**PROVIDED TEXT:**

FROM python:3.10-slim

WORKDIR /app

COPY requirements.txt .
RUN pip install --no-cache-dir -r requirements.txt

COPY app.py .

EXPOSE 5000

CMD ["python", "app.py"]

Create docker-compose.yml:

version: "3.8"

services:
  web:
    build: .
    ports:
      - "5000:5000"
    depends_on:
      - redis
    environment:
      - FLASK_ENV=development

  redis:
    image: redis:alpine
    volumes:
      - redis_data:/data

volumes:
  redis_data:

Run with:

docker-compose up --build

Service Dependencies and Health Checks

version: "3.8"

services:
  web:
    build: .
    depends_on:
      db:
        condition: service_healthy
    healthcheck:
      test: ["CMD", "curl", "-f", "http://localhost:5000/health"]
      interval: 30s
      timeout: 10s
      retries: 3

  db:
    image: postgres:15
    healthcheck:
      test: ["CMD-SHELL", "pg_isready -U postgres"]
      interval: 5s
      timeout: 5s
      retries: 5

Questions - Exercise 3

Q3.1 Create a Docker Compose configuration for a data processing pipeline with:

  • A Python data generator service

  • A Redis service for caching

  • A data processor service that reads from Redis

  • Proper service dependencies

Q3.2 Modify the previous example to use:

  • Custom networks for service isolation

  • Environment files (.env)

**ENTRIES PROVIDED:**
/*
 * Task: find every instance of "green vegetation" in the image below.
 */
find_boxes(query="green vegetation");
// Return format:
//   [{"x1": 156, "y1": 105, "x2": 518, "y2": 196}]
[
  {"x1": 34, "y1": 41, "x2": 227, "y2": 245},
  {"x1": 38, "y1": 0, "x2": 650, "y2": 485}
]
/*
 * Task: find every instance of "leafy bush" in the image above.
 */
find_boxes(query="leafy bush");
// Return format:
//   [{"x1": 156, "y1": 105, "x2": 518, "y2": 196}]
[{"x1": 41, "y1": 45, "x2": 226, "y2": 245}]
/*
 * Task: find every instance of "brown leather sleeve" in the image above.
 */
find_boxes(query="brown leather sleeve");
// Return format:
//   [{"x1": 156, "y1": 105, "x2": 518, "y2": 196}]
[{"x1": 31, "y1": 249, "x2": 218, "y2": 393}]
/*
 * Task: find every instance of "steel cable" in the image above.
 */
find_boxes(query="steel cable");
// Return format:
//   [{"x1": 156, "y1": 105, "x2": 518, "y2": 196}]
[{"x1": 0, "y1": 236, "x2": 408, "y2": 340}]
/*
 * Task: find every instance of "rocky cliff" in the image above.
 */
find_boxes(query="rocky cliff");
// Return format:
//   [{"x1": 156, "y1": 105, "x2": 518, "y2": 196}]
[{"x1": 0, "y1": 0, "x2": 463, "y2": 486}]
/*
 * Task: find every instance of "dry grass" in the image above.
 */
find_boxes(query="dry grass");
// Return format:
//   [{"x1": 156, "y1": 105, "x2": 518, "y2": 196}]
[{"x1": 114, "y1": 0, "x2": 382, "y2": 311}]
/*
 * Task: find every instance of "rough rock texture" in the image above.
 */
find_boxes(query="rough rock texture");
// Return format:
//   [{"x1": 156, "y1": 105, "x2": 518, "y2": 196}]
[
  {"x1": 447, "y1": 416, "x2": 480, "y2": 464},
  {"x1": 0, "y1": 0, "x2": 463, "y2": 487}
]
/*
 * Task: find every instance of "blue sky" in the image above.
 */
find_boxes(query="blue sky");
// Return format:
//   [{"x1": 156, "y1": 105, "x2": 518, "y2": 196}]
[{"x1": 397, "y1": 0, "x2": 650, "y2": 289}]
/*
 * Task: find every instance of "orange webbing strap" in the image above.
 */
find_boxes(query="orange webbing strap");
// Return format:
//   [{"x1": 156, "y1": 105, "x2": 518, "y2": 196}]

--

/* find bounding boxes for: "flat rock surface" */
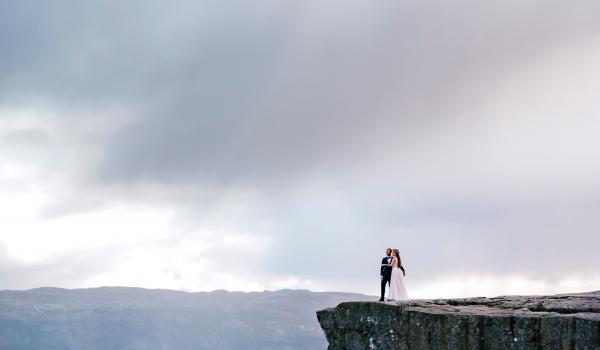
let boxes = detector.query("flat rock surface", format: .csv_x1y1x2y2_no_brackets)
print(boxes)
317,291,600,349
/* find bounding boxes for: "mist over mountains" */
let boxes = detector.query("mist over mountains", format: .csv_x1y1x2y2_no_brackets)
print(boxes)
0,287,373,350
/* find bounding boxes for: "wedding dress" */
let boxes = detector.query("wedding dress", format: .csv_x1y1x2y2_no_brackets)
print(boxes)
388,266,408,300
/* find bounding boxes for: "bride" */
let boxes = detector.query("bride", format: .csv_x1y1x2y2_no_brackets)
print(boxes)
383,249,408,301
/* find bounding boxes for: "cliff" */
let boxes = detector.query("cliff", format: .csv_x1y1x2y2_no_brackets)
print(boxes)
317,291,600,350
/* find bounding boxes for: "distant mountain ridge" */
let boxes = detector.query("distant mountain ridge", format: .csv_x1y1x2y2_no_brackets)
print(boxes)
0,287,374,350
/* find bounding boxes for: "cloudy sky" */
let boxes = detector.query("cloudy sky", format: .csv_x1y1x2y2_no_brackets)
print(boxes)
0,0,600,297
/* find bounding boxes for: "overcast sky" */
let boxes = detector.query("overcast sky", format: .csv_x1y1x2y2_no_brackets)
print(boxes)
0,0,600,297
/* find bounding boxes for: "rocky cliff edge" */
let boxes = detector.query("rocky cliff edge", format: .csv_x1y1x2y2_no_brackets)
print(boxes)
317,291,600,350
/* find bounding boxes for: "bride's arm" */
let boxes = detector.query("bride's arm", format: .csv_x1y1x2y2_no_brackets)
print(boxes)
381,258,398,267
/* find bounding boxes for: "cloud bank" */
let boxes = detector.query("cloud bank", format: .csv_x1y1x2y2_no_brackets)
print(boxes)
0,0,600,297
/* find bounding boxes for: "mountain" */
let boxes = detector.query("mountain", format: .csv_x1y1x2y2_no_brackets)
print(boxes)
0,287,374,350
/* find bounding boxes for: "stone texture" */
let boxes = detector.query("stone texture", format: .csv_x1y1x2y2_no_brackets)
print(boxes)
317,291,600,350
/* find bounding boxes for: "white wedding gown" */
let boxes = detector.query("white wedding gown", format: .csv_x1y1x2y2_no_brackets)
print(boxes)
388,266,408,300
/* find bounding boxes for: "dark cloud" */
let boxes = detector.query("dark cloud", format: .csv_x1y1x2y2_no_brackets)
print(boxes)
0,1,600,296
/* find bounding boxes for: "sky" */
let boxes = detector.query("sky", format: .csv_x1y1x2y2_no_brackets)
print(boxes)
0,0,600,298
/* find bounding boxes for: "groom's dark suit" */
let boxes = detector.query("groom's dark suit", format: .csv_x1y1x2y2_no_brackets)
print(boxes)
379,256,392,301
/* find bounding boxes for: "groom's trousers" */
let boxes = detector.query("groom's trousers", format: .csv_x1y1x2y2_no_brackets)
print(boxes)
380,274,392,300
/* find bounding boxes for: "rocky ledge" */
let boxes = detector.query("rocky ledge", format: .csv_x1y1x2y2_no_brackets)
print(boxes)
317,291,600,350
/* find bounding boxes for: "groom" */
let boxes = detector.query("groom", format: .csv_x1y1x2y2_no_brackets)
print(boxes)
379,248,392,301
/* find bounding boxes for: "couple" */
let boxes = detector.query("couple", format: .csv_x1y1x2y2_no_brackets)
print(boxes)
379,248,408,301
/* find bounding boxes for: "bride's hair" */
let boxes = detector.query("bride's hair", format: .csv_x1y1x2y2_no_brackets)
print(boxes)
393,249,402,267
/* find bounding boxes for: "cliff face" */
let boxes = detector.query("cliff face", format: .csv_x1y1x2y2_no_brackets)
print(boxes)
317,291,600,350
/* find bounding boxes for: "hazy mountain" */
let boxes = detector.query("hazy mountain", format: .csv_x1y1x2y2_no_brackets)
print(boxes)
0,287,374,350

**WRITTEN INSTRUCTION 1:**
In the Docker Compose tutorial, which image does the redis service use?
**WRITTEN INSTRUCTION 2:**
Continue the Docker Compose tutorial from the point where it stops.

**WRITTEN ANSWER 1:**
redis:alpine

**WRITTEN ANSWER 2:**
  • Volume mounts for data persistence

Q3.3 Create a Docker Compose file that starts a Jupyter Notebook server with:

  • Pre-installed data science libraries (pandas, numpy, matplotlib, sklearn)

  • Persistent notebook storage

  • Access to a shared data volume


Exercise 4: Data Pipelines with Shared Volumes [★★]

Shared Volumes for Container Communication

Shared volumes allow containers to exchange data through the file system.

┌─────────────────┐       ┌─────────────────┐
│    Uploader     │       │    Processor    │
│    Container    │       │    Container    │
│                 │       │                 │
│   writes to     │       │   reads from    │
│   /shared       │       │   /shared       │
└────────┬────────┘       └────────┬────────┘
         │                         │
         └─────────┬───────────────┘
                   │
            ┌──────┴──────┐
            │   Shared    │
            │   Volume    │
            └─────────────┘

Example: File Processing Pipeline

Navigate to the SharedVolume folder in this practical:

cd SharedVolume

Examine the existing structure:

Uploader Service (Uploader/upload.py):

import time
from shutil import copyfile

def upload_file():
    while True:
        # Simulate uploading a new file every 5 seconds
        print("Uploading new file...")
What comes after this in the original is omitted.